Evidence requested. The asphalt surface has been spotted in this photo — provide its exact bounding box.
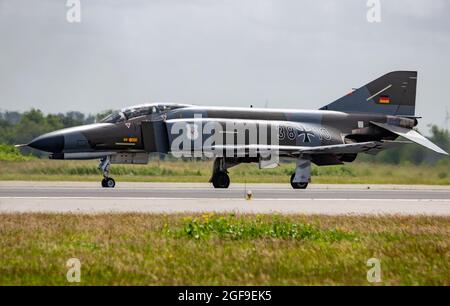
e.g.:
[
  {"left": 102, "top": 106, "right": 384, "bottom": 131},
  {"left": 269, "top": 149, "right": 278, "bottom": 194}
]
[{"left": 0, "top": 182, "right": 450, "bottom": 216}]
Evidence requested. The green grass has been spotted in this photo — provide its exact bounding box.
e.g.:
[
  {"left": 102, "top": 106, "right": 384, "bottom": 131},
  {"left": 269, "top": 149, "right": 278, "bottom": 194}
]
[
  {"left": 0, "top": 159, "right": 450, "bottom": 185},
  {"left": 0, "top": 214, "right": 450, "bottom": 285}
]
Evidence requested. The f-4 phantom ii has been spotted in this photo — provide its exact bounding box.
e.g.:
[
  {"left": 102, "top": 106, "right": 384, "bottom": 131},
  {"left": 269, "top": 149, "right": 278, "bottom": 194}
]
[{"left": 22, "top": 71, "right": 447, "bottom": 189}]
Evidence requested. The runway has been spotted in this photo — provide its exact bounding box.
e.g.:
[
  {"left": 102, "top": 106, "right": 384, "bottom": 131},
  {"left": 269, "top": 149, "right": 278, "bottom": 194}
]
[{"left": 0, "top": 182, "right": 450, "bottom": 216}]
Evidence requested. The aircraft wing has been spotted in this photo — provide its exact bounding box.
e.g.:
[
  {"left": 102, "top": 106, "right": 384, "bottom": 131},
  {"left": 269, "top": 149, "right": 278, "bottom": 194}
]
[
  {"left": 370, "top": 121, "right": 448, "bottom": 155},
  {"left": 210, "top": 141, "right": 383, "bottom": 155}
]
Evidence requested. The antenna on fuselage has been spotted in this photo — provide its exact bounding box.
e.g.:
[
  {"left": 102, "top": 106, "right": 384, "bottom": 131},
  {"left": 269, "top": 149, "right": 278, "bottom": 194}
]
[{"left": 444, "top": 107, "right": 450, "bottom": 131}]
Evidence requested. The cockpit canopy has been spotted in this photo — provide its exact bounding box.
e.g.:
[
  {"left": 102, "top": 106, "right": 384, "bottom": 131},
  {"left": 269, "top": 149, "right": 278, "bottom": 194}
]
[{"left": 100, "top": 103, "right": 192, "bottom": 123}]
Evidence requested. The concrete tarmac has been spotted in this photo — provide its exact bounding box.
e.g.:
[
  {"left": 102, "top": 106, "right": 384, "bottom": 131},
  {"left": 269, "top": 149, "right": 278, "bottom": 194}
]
[{"left": 0, "top": 182, "right": 450, "bottom": 216}]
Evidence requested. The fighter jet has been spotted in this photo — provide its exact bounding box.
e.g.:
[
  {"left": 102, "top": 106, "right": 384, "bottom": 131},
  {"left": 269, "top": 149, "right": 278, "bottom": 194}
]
[{"left": 22, "top": 71, "right": 448, "bottom": 189}]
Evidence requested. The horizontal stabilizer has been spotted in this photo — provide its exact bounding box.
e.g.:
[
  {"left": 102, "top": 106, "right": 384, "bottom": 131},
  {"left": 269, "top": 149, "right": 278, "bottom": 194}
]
[{"left": 371, "top": 121, "right": 448, "bottom": 155}]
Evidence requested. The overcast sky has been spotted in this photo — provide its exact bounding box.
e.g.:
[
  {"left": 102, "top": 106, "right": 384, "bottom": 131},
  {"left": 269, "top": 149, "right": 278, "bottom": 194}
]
[{"left": 0, "top": 0, "right": 450, "bottom": 127}]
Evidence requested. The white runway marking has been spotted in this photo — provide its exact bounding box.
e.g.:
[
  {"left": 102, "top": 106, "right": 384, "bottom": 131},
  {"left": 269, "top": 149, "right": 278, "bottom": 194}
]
[{"left": 0, "top": 182, "right": 450, "bottom": 216}]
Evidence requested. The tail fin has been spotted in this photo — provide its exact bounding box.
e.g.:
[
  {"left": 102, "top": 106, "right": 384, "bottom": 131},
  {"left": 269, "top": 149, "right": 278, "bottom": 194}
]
[{"left": 321, "top": 71, "right": 417, "bottom": 117}]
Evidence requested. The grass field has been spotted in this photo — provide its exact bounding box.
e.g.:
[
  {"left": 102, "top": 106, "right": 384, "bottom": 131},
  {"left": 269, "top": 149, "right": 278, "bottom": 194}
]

--

WORK TO COMPLETE:
Leave the pictures out, and transcribe each of the records exactly.

THE COMPLETED TASK:
Evidence requested. The asphalt surface has been spotted in this photo — provide its exact bounding box.
e.g.:
[
  {"left": 102, "top": 106, "right": 384, "bottom": 131},
  {"left": 269, "top": 149, "right": 278, "bottom": 194}
]
[{"left": 0, "top": 182, "right": 450, "bottom": 216}]
Evidence requested. The green grass has been spotted in this photo — provide its exact bounding box.
e.g.:
[
  {"left": 102, "top": 106, "right": 384, "bottom": 131},
  {"left": 269, "top": 149, "right": 278, "bottom": 194}
]
[
  {"left": 0, "top": 159, "right": 450, "bottom": 185},
  {"left": 0, "top": 214, "right": 450, "bottom": 285}
]
Evidence requested. The f-4 phantom ii has been spotted in this photo — provide its exact bounding box.
e.g.:
[
  {"left": 102, "top": 106, "right": 384, "bottom": 131},
  {"left": 269, "top": 149, "right": 278, "bottom": 194}
]
[{"left": 22, "top": 71, "right": 447, "bottom": 189}]
Evidence requested. The runway has been spotted in this photo — provide its exact bounding box.
e.g.:
[
  {"left": 102, "top": 106, "right": 384, "bottom": 131},
  {"left": 269, "top": 149, "right": 278, "bottom": 194}
]
[{"left": 0, "top": 182, "right": 450, "bottom": 216}]
Evidence requested. The aircraft wing has been spotted in this photo — provide its exact bounding box.
e.g.:
[
  {"left": 102, "top": 106, "right": 384, "bottom": 131},
  {"left": 269, "top": 149, "right": 278, "bottom": 194}
]
[
  {"left": 370, "top": 121, "right": 448, "bottom": 155},
  {"left": 210, "top": 141, "right": 383, "bottom": 155}
]
Evidence requested. The antenna on fuselage has been spotted in this photo — provide its exact bounding box.
e.g.:
[
  {"left": 102, "top": 106, "right": 384, "bottom": 131},
  {"left": 269, "top": 149, "right": 278, "bottom": 194}
]
[{"left": 444, "top": 107, "right": 450, "bottom": 131}]
Evidence requested. The cockpit canopy has been spotted in this photo — provide its exact bounding box.
e.g.:
[
  {"left": 102, "top": 106, "right": 384, "bottom": 131},
  {"left": 269, "top": 149, "right": 278, "bottom": 194}
]
[{"left": 100, "top": 103, "right": 192, "bottom": 123}]
Evidence requested. The concrete tarmac has been spotted in this photo — provide its exact bounding box.
e.g.:
[
  {"left": 102, "top": 106, "right": 384, "bottom": 131},
  {"left": 269, "top": 149, "right": 278, "bottom": 194}
]
[{"left": 0, "top": 182, "right": 450, "bottom": 216}]
Evidence requested. The fighter jet has been spotted in this photo — provide its exact bounding box.
e.g.:
[
  {"left": 102, "top": 106, "right": 384, "bottom": 131},
  {"left": 269, "top": 149, "right": 278, "bottom": 194}
]
[{"left": 22, "top": 71, "right": 448, "bottom": 189}]
Evidence requested. The horizontal stabilizer has been spotted in this photo — provide its exact bounding box.
e.g.:
[
  {"left": 102, "top": 106, "right": 384, "bottom": 131},
  {"left": 269, "top": 149, "right": 278, "bottom": 194}
]
[{"left": 371, "top": 121, "right": 448, "bottom": 155}]
Evidence requested. The overcast sky has been spotted in this photo — provide its exact bounding box.
e.g.:
[
  {"left": 102, "top": 106, "right": 384, "bottom": 131},
  {"left": 269, "top": 149, "right": 278, "bottom": 194}
]
[{"left": 0, "top": 0, "right": 450, "bottom": 127}]
Evidence requested. The white runway marking has been spotted in this photo — provide its exact bounding box.
e.g.:
[
  {"left": 102, "top": 106, "right": 384, "bottom": 131},
  {"left": 269, "top": 149, "right": 278, "bottom": 194}
]
[{"left": 0, "top": 182, "right": 450, "bottom": 216}]
Evidence requested. The tail fin has been spotted in this photo — provide its exact bounding box.
e.g.:
[
  {"left": 102, "top": 106, "right": 384, "bottom": 131},
  {"left": 269, "top": 149, "right": 278, "bottom": 194}
]
[{"left": 321, "top": 71, "right": 417, "bottom": 117}]
Evidence requested. The grass field has been spotted in this photo — provide its exact bounding box.
e.g.:
[
  {"left": 102, "top": 106, "right": 384, "bottom": 131},
  {"left": 269, "top": 149, "right": 278, "bottom": 194}
]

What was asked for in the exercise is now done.